• [Problem description]
Reproduce the entries below in full and without error.

◇ ◇ ◇ ◇ ◇

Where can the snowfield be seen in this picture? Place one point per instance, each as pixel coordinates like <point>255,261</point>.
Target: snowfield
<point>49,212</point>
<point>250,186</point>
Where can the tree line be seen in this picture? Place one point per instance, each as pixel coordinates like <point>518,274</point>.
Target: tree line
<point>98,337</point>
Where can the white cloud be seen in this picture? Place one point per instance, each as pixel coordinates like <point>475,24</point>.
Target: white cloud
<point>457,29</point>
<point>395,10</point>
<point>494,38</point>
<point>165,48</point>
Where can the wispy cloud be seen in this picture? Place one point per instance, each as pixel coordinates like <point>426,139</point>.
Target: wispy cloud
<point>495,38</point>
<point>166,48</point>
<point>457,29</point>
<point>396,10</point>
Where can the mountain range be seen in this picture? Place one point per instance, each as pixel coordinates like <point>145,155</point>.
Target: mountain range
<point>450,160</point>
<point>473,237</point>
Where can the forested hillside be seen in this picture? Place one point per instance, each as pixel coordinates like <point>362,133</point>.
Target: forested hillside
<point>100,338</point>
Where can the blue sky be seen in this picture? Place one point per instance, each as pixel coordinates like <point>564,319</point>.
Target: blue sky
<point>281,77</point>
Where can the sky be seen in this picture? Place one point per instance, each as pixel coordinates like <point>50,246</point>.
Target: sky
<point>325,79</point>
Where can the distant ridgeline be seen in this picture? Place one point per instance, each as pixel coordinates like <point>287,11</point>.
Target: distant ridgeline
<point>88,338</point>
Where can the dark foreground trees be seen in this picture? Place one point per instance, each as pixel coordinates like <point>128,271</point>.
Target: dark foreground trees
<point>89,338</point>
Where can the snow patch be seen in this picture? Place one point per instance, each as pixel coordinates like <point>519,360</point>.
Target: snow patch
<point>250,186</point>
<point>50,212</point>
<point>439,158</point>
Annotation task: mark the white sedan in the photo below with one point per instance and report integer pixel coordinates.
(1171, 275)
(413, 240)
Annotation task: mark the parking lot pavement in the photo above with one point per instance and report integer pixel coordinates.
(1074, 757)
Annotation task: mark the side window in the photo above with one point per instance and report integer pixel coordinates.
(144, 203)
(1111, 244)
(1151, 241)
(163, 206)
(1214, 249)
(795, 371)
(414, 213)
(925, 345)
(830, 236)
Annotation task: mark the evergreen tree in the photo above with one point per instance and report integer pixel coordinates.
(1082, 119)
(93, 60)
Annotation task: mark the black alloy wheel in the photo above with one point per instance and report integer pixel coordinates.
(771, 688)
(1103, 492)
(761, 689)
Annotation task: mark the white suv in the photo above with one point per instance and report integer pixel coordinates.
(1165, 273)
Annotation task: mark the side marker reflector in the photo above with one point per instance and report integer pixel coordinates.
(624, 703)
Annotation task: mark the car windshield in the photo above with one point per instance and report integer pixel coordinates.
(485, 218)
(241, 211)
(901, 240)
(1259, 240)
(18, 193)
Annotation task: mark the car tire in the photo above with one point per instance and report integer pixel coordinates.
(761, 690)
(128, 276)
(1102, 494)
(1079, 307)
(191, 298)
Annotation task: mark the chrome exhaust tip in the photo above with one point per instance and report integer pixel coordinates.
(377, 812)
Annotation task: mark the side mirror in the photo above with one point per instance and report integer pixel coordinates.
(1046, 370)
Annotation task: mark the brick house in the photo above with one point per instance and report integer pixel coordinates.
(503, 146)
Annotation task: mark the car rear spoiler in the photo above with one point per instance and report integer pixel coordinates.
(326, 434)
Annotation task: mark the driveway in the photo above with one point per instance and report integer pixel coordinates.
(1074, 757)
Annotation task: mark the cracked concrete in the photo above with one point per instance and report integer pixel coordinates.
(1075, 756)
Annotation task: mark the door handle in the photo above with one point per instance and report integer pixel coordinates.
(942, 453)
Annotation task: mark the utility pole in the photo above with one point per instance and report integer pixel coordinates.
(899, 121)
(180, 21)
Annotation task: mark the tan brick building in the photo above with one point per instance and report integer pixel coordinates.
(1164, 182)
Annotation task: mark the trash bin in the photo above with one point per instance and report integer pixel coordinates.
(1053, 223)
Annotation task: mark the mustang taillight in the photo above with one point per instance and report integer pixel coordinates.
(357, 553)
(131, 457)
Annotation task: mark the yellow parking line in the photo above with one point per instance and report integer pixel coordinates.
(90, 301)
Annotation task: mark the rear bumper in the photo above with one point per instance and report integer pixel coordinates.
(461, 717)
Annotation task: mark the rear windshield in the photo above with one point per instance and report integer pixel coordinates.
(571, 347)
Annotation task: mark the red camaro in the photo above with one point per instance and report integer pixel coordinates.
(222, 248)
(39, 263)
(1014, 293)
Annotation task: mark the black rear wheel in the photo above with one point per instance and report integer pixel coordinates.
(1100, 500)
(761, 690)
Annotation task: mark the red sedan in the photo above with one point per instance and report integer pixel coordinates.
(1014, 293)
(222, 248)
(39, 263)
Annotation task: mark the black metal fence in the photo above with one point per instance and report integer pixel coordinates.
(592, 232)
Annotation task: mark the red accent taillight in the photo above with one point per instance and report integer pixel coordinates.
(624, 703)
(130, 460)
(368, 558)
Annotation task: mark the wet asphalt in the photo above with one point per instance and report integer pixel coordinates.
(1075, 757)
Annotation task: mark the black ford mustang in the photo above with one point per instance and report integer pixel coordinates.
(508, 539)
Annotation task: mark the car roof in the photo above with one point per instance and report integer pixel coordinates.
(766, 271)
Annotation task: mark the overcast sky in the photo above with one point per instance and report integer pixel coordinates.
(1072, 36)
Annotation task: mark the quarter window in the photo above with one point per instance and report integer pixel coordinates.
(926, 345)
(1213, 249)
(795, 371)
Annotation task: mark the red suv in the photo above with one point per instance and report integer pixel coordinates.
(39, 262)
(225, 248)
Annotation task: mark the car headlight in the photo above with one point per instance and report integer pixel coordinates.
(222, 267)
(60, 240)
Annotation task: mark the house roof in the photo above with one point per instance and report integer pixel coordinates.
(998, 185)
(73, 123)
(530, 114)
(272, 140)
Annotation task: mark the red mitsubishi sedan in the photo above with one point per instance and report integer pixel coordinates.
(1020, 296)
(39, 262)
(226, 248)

◇ ◇ ◇ ◇ ◇

• [Result]
Where can the snowfield be seen in this picture? Place one point per instance, each as pixel coordinates like <point>255,261</point>.
Target: snowfield
<point>49,212</point>
<point>250,186</point>
Where can the tree line be seen in this picture? Place one point per instance, each as pixel coordinates like <point>518,274</point>.
Target: tree line
<point>98,337</point>
Where can the white cloud be seen in this picture? Place one point per instance, each as pixel coordinates like <point>475,24</point>.
Target: white cloud
<point>457,29</point>
<point>395,10</point>
<point>494,38</point>
<point>165,48</point>
Where can the wispy cloud be seen in this picture? Place one point per instance, each as pixel coordinates like <point>426,139</point>.
Target: wispy cloud
<point>495,38</point>
<point>166,48</point>
<point>457,29</point>
<point>396,10</point>
Where can the mountain range be seen in this picture? Place one point per instance, each as pixel coordinates like <point>145,155</point>.
Target: mountain range
<point>450,160</point>
<point>473,237</point>
Where can the forested hillside be seen in this picture? Place one point per instance, each as pixel coordinates like <point>362,133</point>.
Target: forested hillside
<point>100,338</point>
Where can the blue sky be seen in this picture? Place one point per instance, each as pixel coordinates like <point>564,319</point>.
Target: blue sky
<point>281,77</point>
Where can the sky be seen in this picture? Place one point per instance, each as pixel coordinates like <point>50,246</point>.
Target: sky
<point>325,79</point>
Where can the distant ridgeline be seen in this picture? Place one point per instance, each as pixel coordinates like <point>287,11</point>.
Target: distant ridgeline
<point>88,338</point>
Where can the dark foreground trees be seen in this picture? Place one point per instance, each as pixel coordinates like <point>128,271</point>.
Target: dark foreground trees
<point>89,338</point>
Where can the snow patch be seen in this picture? Place one point per instance, each as pixel coordinates like <point>519,360</point>.
Target: snow patch
<point>250,186</point>
<point>50,212</point>
<point>439,158</point>
Annotation task: mark the white sedan in the photo below with one point per instance and report integer pixel coordinates.
(1171, 275)
(413, 240)
Annotation task: mark the parking lot pavement in the photo above with one point per instance and report integer pixel coordinates.
(1074, 757)
Annotation task: mark the side window in the photo above with one point per instance and report integer pixel coordinates.
(144, 203)
(1111, 244)
(1151, 241)
(163, 206)
(1214, 249)
(795, 371)
(414, 213)
(925, 345)
(830, 236)
Annotation task: mark the evergreen tree in the photo above with one point per instance and report integer pixel coordinates.
(1082, 119)
(93, 60)
Annotation task: mark the black alloy wheel in the photo above with one point per instance and report integer pixel coordinates.
(771, 688)
(1103, 492)
(761, 689)
Annotation task: mark the white suv in the photo above with one point per instance and report integer pixel coordinates.
(1165, 273)
Annotation task: mark the side marker reflector in the photo above with one point per instance and report integer pixel coordinates.
(624, 703)
Annotation task: mark the car windshield in the photo above with one point per instance and report integer pixel coordinates.
(485, 218)
(241, 211)
(901, 240)
(1259, 240)
(18, 193)
Annotation task: mark the car tire in the photo above with one point per instance and report integer pixel coordinates.
(761, 690)
(128, 276)
(1102, 494)
(1079, 307)
(191, 298)
Annotation task: mark the chrome exhaust tip in the photo above with one point per instance and report integer pixel coordinates.
(377, 812)
Annotation task: mark the side mirror in the photo above with one point per instance and report integer pixel coordinates.
(1046, 370)
Annotation task: mark the brick house in the photo above with one point per instance and report integer pixel coordinates.
(503, 146)
Annotation task: mark the car rear spoiler in the photo above with one point per instance and report integer pixel coordinates.
(326, 434)
Annotation task: mark the driveway in the photo above with one point per instance and report integer pixel coordinates.
(1074, 757)
Annotation task: mark the cracked concrete in the photo above with one point per instance and report integer pixel coordinates.
(1075, 756)
Annotation task: mark the door handle in the photo above with one point per instance and report integer pixel coordinates.
(942, 453)
Annotation task: mark the utility pole in the photo above with one point per instance and report integer pixel coordinates.
(899, 121)
(180, 21)
Annotation task: mark the tan brick building in the photo above with one point per instance and report integer pixel coordinates.
(1164, 182)
Annotation task: mark the trash bin in the photo above with one point per instance and report integer pixel coordinates.
(1053, 223)
Annotation task: mark the mustang taillight in the photo above with one point per instance and report integer pixel coordinates.
(357, 553)
(131, 457)
Annotation task: mark the yellow parking line in the photo above with one point per instance and report integer pixel coordinates.
(90, 301)
Annotation task: mark the rear bumper in the photo above with one point per instance and report integer pixel coordinates.
(461, 717)
Annotation task: mark the rear windshield in the photo above with one point per instance and report integer pixel coordinates.
(571, 347)
Annotation task: mark the red camaro in the photo above with one point per instance and report integer pixel coordinates.
(222, 248)
(39, 263)
(1014, 293)
Annotation task: mark the black rear wheel in the photo above with one point per instance and report integer pixel coordinates.
(1100, 500)
(761, 690)
Annotation task: mark the red sedan in the photo above with one point per instance and report integer pixel coordinates.
(1014, 293)
(222, 248)
(39, 263)
Annotation task: mark the black metal fence in the photo above with one point per instance and report integer pixel coordinates.
(592, 232)
Annotation task: mark the red accent taillight in the photo above with one point per instance and report integer pixel coordinates.
(624, 703)
(130, 460)
(368, 558)
Annotation task: mark the wet asphalt in the photo above with one point per instance and report integer pixel coordinates.
(1075, 757)
Annotation task: mark the black ford mustang in the photo above with one point per instance and report integer pixel coordinates.
(508, 539)
Annotation task: mark the car roof in the photo above with one point per instance and report integer pixel coordinates.
(766, 271)
Annotation task: mark the overcast sky in the photo above with one point per instance and report integer pixel coordinates.
(1072, 36)
Annotation task: mark the quarter window in the photo above with one point per instance and report integer pixel coordinates.
(926, 345)
(1213, 249)
(795, 371)
Annotation task: mark the red suv in the photo above with one point per instance and report integer pixel coordinates.
(39, 262)
(225, 248)
Annotation task: mark the car headlight in the photo above with one point per instance and report integer pixel coordinates.
(222, 267)
(60, 240)
Annotation task: mark the house roof in the photo above with one point per instance and report integer pixel coordinates.
(998, 185)
(73, 123)
(530, 114)
(272, 140)
Annotation task: mark the red mitsubishi sedan in the photo above with one point per instance and report integer pixel coordinates.
(1020, 296)
(39, 262)
(226, 248)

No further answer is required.